* SUPPLIED MATERIAL
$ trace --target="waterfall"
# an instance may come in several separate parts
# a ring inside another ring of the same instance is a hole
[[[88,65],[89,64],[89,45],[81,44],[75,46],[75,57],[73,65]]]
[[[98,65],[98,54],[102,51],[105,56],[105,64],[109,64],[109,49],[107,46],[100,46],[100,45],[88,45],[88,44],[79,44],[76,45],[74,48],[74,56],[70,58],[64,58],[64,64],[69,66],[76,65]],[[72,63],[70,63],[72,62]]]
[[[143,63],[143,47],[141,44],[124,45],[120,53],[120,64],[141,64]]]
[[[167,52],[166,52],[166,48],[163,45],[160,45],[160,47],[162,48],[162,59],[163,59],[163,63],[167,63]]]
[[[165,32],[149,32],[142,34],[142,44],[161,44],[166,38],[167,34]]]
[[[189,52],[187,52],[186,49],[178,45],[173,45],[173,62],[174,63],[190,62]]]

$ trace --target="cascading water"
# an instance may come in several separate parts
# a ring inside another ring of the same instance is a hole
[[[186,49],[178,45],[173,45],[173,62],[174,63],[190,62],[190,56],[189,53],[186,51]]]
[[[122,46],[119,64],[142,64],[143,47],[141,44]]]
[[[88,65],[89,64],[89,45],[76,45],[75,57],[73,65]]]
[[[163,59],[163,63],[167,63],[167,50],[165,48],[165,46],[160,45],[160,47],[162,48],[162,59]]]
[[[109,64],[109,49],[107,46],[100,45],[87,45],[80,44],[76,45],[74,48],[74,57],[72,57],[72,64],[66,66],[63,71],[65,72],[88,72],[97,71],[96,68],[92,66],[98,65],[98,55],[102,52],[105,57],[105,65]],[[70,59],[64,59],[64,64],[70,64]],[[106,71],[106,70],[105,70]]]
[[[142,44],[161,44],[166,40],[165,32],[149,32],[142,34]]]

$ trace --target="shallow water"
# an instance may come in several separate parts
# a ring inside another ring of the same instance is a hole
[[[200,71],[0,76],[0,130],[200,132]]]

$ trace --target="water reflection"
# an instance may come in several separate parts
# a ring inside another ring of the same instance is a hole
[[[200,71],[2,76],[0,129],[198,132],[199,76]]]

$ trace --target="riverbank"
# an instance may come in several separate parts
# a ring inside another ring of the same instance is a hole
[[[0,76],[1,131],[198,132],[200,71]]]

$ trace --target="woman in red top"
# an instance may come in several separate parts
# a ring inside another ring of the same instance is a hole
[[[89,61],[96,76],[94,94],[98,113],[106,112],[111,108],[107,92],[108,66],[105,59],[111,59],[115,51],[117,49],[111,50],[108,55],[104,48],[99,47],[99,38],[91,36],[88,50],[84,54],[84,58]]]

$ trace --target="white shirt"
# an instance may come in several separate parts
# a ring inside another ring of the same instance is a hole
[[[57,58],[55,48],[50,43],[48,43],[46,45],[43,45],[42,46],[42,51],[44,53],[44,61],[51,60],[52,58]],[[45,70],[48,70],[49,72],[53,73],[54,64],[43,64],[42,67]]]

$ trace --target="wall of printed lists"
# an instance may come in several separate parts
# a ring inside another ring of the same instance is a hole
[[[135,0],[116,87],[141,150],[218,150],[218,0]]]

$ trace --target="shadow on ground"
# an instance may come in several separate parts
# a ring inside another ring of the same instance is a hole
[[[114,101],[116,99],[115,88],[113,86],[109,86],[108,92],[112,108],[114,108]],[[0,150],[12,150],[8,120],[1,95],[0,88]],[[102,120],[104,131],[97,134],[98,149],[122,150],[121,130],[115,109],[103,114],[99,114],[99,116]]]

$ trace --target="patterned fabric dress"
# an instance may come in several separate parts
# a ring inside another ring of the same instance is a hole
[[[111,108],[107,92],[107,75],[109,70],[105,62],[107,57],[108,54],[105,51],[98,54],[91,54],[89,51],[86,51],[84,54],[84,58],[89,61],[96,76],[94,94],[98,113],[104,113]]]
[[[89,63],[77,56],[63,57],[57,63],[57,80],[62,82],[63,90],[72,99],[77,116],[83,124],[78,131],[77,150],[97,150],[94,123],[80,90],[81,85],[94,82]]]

* WRITTEN EXERCISE
Copy every line of the material that contains the string "trace", matching case exactly.

* EXPECTED ANSWER
$ trace --target="waterfall"
$ trace --target="cascading water"
$ trace --target="shallow water"
$ trace --target="water reflection"
$ trace --target="riverbank"
$ trace --target="woman in red top"
$ trace --target="white shirt"
$ trace --target="wall of printed lists"
$ trace --target="shadow on ground"
$ trace --target="patterned fabric dress"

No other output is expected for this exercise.